Задание a:
Перечислите всех людей, которые названы по имени или фамилии в приведенном ниже отрывке.

Отрывок:
....................
Вернувшись к Татьяне Спиридоновне [Любатович], мы увидели столы, обильно уставленные винами и едой. Поздравляя молодых, все целовались с ними. Кричали «горько!».
К вечеру Коле Хитрову опять выпал жребий сторожить сад, и, когда я, распростившись, уходил к себе на деревню, Шаляпин вышел со мной.
– Пойдем, посмотрим, как твой приятель караулит.
В глубине сада, огороженного канавой, с разваленным частоколом, мы увидели огонек фонаря. Шаляпин сделал мне знак, мы легли в траву и тихо поползли к канаве. Фонарь, горевший в шалашике, покрытом рогожей, освещал испуганное лицо Коли. Вытаращив глаза, он смотрел в темную ночь.
– А этого сторожа надо зарезать! – не своим голосом сказал Шаляпин.
– Кто такой? – завопил неистово Коля. – Буду стрелять!
....................
Исходный перечень:
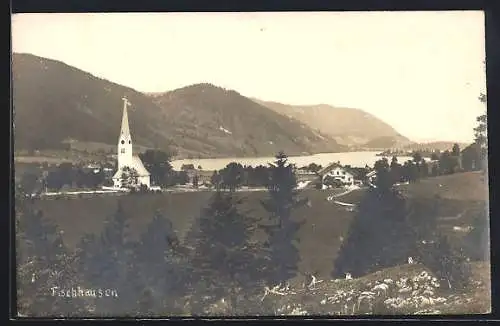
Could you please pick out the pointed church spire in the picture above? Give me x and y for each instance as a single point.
(125, 131)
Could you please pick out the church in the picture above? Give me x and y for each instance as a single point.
(126, 158)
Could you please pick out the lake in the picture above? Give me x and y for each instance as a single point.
(355, 159)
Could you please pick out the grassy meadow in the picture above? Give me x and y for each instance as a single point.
(460, 196)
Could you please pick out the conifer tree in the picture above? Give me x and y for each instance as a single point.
(108, 263)
(160, 268)
(281, 249)
(449, 264)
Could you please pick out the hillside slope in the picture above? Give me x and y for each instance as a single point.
(348, 126)
(54, 102)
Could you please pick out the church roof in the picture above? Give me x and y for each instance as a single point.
(137, 165)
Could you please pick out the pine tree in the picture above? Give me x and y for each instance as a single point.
(380, 235)
(477, 239)
(108, 263)
(224, 260)
(283, 198)
(44, 265)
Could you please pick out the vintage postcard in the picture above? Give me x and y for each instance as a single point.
(250, 164)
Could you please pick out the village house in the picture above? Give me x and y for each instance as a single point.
(126, 159)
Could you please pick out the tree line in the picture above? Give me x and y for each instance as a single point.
(160, 274)
(152, 274)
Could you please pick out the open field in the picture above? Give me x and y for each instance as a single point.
(319, 237)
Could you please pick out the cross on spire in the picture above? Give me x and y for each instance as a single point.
(125, 131)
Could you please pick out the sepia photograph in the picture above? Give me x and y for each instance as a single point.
(250, 164)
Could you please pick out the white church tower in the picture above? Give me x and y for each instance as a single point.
(126, 158)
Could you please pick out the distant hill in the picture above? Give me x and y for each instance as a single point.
(224, 121)
(55, 103)
(352, 127)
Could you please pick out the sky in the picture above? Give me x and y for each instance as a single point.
(421, 72)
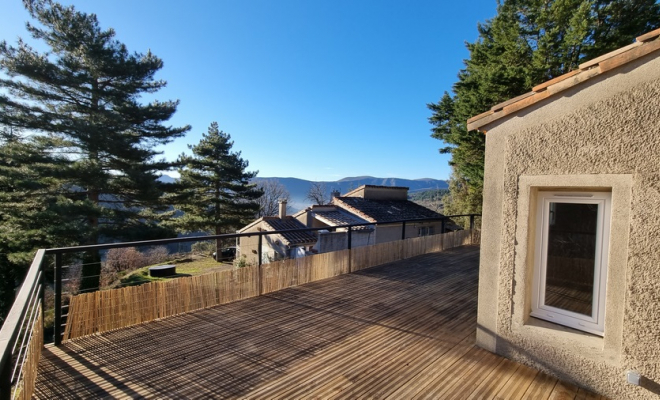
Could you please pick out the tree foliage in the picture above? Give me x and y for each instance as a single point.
(214, 191)
(526, 43)
(83, 95)
(273, 193)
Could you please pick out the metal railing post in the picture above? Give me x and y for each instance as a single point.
(259, 248)
(57, 333)
(349, 237)
(350, 266)
(5, 378)
(259, 271)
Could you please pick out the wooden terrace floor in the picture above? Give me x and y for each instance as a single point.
(400, 331)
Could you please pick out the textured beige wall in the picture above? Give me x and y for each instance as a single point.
(603, 134)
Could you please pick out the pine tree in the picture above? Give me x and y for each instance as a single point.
(86, 93)
(36, 210)
(526, 43)
(214, 191)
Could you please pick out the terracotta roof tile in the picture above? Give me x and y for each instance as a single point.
(385, 210)
(645, 44)
(293, 238)
(337, 217)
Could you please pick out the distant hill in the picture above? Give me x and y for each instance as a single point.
(298, 188)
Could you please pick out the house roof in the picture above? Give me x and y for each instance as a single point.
(384, 210)
(288, 222)
(352, 192)
(338, 217)
(643, 45)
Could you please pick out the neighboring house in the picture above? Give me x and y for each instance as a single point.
(334, 239)
(276, 246)
(384, 204)
(570, 263)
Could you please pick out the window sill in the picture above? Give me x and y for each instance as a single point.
(579, 343)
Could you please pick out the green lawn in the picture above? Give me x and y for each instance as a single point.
(189, 266)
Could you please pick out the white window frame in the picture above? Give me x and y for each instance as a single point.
(595, 323)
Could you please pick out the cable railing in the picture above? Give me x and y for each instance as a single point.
(22, 334)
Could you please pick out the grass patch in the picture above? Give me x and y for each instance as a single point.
(188, 266)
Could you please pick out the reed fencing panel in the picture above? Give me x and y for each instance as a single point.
(283, 274)
(107, 310)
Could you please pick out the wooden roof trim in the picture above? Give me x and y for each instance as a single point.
(645, 44)
(500, 106)
(482, 115)
(560, 78)
(648, 36)
(604, 57)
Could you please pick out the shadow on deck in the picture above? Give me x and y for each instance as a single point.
(401, 330)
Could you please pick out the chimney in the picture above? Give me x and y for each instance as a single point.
(282, 213)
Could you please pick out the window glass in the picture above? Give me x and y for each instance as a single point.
(571, 256)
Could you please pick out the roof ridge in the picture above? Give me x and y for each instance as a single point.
(643, 45)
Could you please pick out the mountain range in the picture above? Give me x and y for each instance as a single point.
(298, 188)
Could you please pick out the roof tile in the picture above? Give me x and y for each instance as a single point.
(646, 44)
(288, 222)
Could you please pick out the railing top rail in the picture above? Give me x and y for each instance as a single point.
(11, 326)
(61, 250)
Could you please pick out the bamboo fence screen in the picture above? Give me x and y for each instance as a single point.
(106, 310)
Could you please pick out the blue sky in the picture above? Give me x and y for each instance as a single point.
(318, 90)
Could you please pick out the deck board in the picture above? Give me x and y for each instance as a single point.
(399, 331)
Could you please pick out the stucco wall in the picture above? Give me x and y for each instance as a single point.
(605, 135)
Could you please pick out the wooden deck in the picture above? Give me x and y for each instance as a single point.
(400, 331)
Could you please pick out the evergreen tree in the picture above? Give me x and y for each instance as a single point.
(86, 93)
(36, 210)
(214, 191)
(526, 43)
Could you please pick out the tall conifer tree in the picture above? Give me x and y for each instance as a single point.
(214, 191)
(86, 93)
(526, 43)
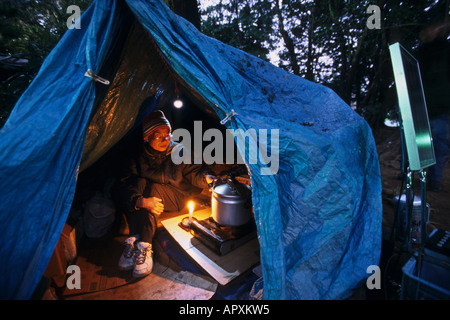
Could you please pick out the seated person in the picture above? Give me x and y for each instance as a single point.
(151, 185)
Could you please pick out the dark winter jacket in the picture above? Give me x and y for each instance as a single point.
(158, 167)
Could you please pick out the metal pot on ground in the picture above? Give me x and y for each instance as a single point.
(231, 203)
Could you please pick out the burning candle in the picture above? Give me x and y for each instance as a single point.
(191, 210)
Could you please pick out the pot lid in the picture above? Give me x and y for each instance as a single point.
(232, 190)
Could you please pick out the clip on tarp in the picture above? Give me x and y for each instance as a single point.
(92, 75)
(228, 117)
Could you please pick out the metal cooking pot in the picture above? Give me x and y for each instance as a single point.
(231, 203)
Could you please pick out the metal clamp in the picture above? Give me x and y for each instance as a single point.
(91, 74)
(228, 117)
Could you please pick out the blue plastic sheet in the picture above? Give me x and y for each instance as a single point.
(318, 218)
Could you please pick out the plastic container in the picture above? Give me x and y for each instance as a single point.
(433, 283)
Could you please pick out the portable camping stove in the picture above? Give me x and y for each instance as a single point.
(221, 239)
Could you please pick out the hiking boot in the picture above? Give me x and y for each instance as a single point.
(143, 261)
(126, 261)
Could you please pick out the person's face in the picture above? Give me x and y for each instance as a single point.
(160, 139)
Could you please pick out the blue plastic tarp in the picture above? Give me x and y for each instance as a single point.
(318, 217)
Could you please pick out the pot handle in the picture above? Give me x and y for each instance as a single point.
(213, 184)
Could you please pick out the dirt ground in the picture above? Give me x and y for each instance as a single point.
(389, 151)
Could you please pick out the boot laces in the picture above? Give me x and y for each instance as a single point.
(129, 251)
(140, 255)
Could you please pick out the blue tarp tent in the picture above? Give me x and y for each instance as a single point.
(318, 217)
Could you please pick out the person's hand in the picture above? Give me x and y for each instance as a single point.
(152, 204)
(210, 178)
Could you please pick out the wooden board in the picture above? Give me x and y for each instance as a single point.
(222, 268)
....................
Задание b:
Процитируйте дословно часть перечня выше, начиная со строки, содержащей «Could you please pick out the boot», и до конца перечня включительно.

Ответ a:
Татьяна Спиридоновна [Любатович], Коля Хитров, Шаляпин

Ответ b:
Could you please pick out the boot laces in the picture above? Give me x and y for each instance as a single point.
(129, 251)
(140, 255)
Could you please pick out the blue tarp tent in the picture above? Give me x and y for each instance as a single point.
(318, 217)
Could you please pick out the person's hand in the picture above? Give me x and y for each instance as a single point.
(152, 204)
(210, 178)
Could you please pick out the wooden board in the picture above? Give me x and y for each instance as a single point.
(222, 268)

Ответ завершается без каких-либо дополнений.